──────── Extracted entries

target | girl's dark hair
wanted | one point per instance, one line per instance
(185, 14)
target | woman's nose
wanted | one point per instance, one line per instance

────────────────

▸ **What needs to be done**: The answer is to be the complete listing, transcribed exactly.

▸ **Completed task**:
target | girl's dark hair
wanted | one point per instance, one line per instance
(185, 14)
target | woman's nose
wanted | one point per instance, one line per instance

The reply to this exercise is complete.